• **Tarefas propostas**:
1. De acordo com o texto sobre as teorias do jornalismo, qual é a teoria mais antiga?
2. Resuma em duas frases o texto sobre as teorias do jornalismo.
3. Continue o texto sobre as teorias do jornalismo a partir do ponto em que ele termina.

• **Texto do documento**:

###

Apesar de admitir uma integração da sua concepção com uma análise sociológica da notícia, ele considera que os estudos do jornalismo a partir de uma análise social seguem sendo superficiais, além de considerar que as análises resultam um pouco impressionistas, relatando mais histórias em vez de analisá-las: "podemos denominá-las de relatos observacionais das notícias" (VAN DIJK, 1996, p.21).

As várias pesquisas realizadas sobre jornalismo e o acúmulo de investigações nesse campo permitem-nos esboçar algumas teorias, que tentam responder à pergunta porque as notícias são como são, reconhecendo o fato de que o uso da expressão teoria é discutível porque pode significar somente uma explicação interessante e plausível e não um conjunto de princípios e proposições (TRAQUINA, 2001, p. 65). Além disso, as fronteiras entre essas teorias é muito tênue. Ou seja, elas não se excluem mutuamente, não são puras ou, necessariamente, independentes umas das outras.

As "Teorias" do Jornalismo

A teoria do espelho. É a teoria mais antiga e responde que as notícias são como são porque a realidade assim as determina. De uma maneira geral, é a teoria que corresponde ao senso comum das redações e de muitas Faculdades e Cursos de Jornalismo no Brasil. Esquece-se o trabalho simbólico do jornalismo, reduzindo o jornalismo a meras técnicas, meia dúzia de regras - os tradicionais o quê?, quem?, quando?, onde?, como?, e por quê?

###

• **Trechos de dados**:
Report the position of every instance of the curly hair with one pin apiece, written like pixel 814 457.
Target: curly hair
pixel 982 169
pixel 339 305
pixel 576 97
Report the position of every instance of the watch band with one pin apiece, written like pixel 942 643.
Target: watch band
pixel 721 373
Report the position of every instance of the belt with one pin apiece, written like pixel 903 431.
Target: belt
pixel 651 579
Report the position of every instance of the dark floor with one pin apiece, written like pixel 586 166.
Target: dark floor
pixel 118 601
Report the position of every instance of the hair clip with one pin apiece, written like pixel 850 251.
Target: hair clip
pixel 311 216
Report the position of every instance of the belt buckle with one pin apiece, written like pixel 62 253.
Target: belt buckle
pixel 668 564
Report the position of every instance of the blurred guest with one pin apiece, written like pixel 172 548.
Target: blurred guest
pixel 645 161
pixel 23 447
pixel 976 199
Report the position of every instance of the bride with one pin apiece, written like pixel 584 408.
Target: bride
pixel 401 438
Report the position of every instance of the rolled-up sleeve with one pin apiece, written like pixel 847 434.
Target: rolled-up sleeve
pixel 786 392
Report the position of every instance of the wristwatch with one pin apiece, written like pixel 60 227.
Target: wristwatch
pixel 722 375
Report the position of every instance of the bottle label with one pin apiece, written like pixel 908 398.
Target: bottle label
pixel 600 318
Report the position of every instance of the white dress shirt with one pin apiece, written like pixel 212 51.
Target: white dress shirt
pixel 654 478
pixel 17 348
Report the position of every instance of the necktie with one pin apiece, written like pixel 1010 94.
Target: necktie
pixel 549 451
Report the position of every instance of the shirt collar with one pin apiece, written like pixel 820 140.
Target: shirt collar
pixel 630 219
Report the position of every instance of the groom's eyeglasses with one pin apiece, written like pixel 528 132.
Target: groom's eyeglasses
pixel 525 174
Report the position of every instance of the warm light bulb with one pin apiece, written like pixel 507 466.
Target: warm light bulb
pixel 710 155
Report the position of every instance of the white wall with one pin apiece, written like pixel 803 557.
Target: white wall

###

• **Respostas esperadas**:
1. A teoria do espelho.

2. O texto registra a crítica de que os estudos do jornalismo feitos a partir de uma análise social seguem superficiais e impressionistas, pois relatam histórias em vez de analisá-las. Em seguida, apresenta teorias de fronteiras tênues que tentam explicar por que as notícias são como são e descreve a teoria do espelho, a mais antiga, segundo a qual a realidade determina as notícias.

3.
A origem dessa teoria está relacionada com o desenvolvimento da indústria do jornal nos séculos XIX e XX, caracterizada por duas tendências principais: o crescimento e a consolidação da circulação massiva de jornais e a crescente internacionalização das atividades de coleta das notícias (THOMPSON, 1995).

Os jornais se tornaram, cada vez mais, empreendimentos comerciais de grande porte, que exigiam relativamente grandes quantidades de capital para começar e se manter devido à competição crescente. Por conseguinte, o tradicional proprietário-comunicador, que possuía um ou dois jornais como um negócio familiar, deu lugar, de forma sempre crescente, ao desenvolvimento de organizações de muitos jornais e muitos meios.

Dentro desse contexto, o desenvolvimento dessa concepção, que é, ainda hoje, o padrão dominante no campo jornalístico, apresenta dois momentos históricos cruciais. Em meados do século XIX, surge com o chamado novo jornalismo - o jornalismo de informação - que tinha como preocupação separar fatos e opiniões.

Assim, em 1856, o correspondente, em Washington, da agência de notícias Associated Press, sintetizaria a nova marca desta tradição jornalística: "O meu trabalho é comunicar fatos: as minhas instruções não permitem qualquer tipo de comentários sobre os fatos sejam eles quais forem" (READ apud TRAQUINA, 2001, p. 66).

O segundo momento tem lugar no século XX com o conceito de objetividade nos Estados Unidos. Schudson explica que o ideal da objetividade não foi a expressão final de uma convicção nos fatos, mas a afirmação de um método concebido em função de um mundo no qual mesmo os fatos não mereciam mais confiança, principalmente, depois da eficácia da experiência da propaganda e das relações públicas na Primeira Guerra Mundial.

Para Schudson (1978, p.7), com a ideologia da objetividade, os jornalistas substituíram uma fé simples nos fatos por uma fidelidade às regras e procedimentos criados para um mundo no qual até os fatos eram postos em dúvida.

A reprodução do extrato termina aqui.